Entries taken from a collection
▽

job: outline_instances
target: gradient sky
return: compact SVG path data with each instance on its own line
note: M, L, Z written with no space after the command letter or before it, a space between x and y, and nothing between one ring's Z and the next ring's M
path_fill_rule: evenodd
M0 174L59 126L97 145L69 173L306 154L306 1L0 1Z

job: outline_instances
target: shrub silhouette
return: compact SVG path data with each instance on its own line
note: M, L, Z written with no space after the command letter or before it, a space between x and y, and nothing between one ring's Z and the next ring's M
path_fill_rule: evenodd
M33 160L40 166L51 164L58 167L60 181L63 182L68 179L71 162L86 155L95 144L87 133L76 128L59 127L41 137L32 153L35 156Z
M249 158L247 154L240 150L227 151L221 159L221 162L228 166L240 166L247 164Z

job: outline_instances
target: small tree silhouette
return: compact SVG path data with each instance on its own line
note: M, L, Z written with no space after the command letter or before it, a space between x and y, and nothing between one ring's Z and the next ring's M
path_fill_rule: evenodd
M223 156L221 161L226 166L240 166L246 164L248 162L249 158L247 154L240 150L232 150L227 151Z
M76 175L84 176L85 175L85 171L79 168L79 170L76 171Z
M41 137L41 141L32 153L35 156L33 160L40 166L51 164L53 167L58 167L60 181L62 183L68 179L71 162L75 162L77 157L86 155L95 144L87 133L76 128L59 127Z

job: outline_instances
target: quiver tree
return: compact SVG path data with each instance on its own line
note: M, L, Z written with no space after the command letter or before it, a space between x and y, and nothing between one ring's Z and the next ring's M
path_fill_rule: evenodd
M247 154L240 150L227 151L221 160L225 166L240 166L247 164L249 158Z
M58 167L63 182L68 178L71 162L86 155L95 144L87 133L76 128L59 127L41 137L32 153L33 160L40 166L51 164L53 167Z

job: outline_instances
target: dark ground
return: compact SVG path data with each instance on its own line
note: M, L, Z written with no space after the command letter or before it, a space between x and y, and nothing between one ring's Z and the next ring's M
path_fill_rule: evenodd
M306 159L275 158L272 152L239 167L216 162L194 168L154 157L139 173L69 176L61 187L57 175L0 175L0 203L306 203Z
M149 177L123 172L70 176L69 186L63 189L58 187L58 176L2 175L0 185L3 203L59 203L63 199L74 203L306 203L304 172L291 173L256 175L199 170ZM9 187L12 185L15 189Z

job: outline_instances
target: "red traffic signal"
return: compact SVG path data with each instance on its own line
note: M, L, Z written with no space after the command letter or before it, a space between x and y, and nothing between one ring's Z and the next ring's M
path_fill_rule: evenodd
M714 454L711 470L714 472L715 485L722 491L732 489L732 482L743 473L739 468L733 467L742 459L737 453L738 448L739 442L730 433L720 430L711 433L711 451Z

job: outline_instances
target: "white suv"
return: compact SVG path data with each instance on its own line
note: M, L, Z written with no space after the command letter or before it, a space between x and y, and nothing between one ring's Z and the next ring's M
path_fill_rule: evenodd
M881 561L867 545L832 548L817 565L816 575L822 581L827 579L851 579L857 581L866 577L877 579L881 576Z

△

## Objective
Recast the material above, from its first line through the line holding "M58 167L63 182L68" inclusive, as a Markdown table with the columns Row and Line. Leave out blank lines.

## Task answer
| Row | Line |
|---|---|
| 1 | job: outline_instances |
| 2 | target: gradient sky |
| 3 | return: compact SVG path data with each instance on its own line |
| 4 | note: M, L, Z written with no space after the command letter or before it, a space between x and y, and nothing between one ring's Z and the next ring's M |
| 5 | path_fill_rule: evenodd |
| 6 | M0 174L59 126L97 145L69 173L306 154L306 1L0 1Z |
| 7 | job: outline_instances |
| 8 | target: shrub silhouette |
| 9 | return: compact SVG path data with each instance on its own line |
| 10 | note: M, L, Z written with no space after the command letter or before it, a space between x and y, and nothing between one ring's Z and the next ring's M |
| 11 | path_fill_rule: evenodd |
| 12 | M33 160L40 166L51 164L58 167L60 181L63 182L68 179L71 162L86 155L95 144L87 133L76 128L59 127L41 137L32 153L35 156Z |
| 13 | M249 158L247 154L240 150L227 151L221 159L221 162L228 166L240 166L247 164Z |
| 14 | job: outline_instances |
| 15 | target: small tree silhouette |
| 16 | return: compact SVG path data with each instance on its own line |
| 17 | note: M, L, Z written with no space after the command letter or before it, a space between x and y, and nothing between one ring's Z and the next ring's M |
| 18 | path_fill_rule: evenodd |
| 19 | M223 156L221 161L226 166L240 166L246 164L248 162L249 158L247 154L240 150L232 150L227 151Z |
| 20 | M76 175L84 176L85 175L85 171L79 168L79 170L76 171Z |
| 21 | M41 137L41 141L32 153L35 156L33 160L40 166L51 164L53 167L58 167L60 181L62 183L68 179L71 162L75 162L77 157L86 155L95 144L87 133L76 128L59 127Z |
| 22 | job: outline_instances |
| 23 | target: quiver tree |
| 24 | return: compact SVG path data with each instance on its own line |
| 25 | note: M, L, Z written with no space after the command letter or before it, a space between x and y, and nothing between one ring's Z and the next ring's M |
| 26 | path_fill_rule: evenodd |
| 27 | M247 154L240 150L227 151L221 160L225 166L240 166L247 164L249 158Z |
| 28 | M58 167L63 182L68 178L71 162L86 155L95 144L87 133L76 128L59 127L41 137L32 153L33 160L40 166L51 164L53 167Z |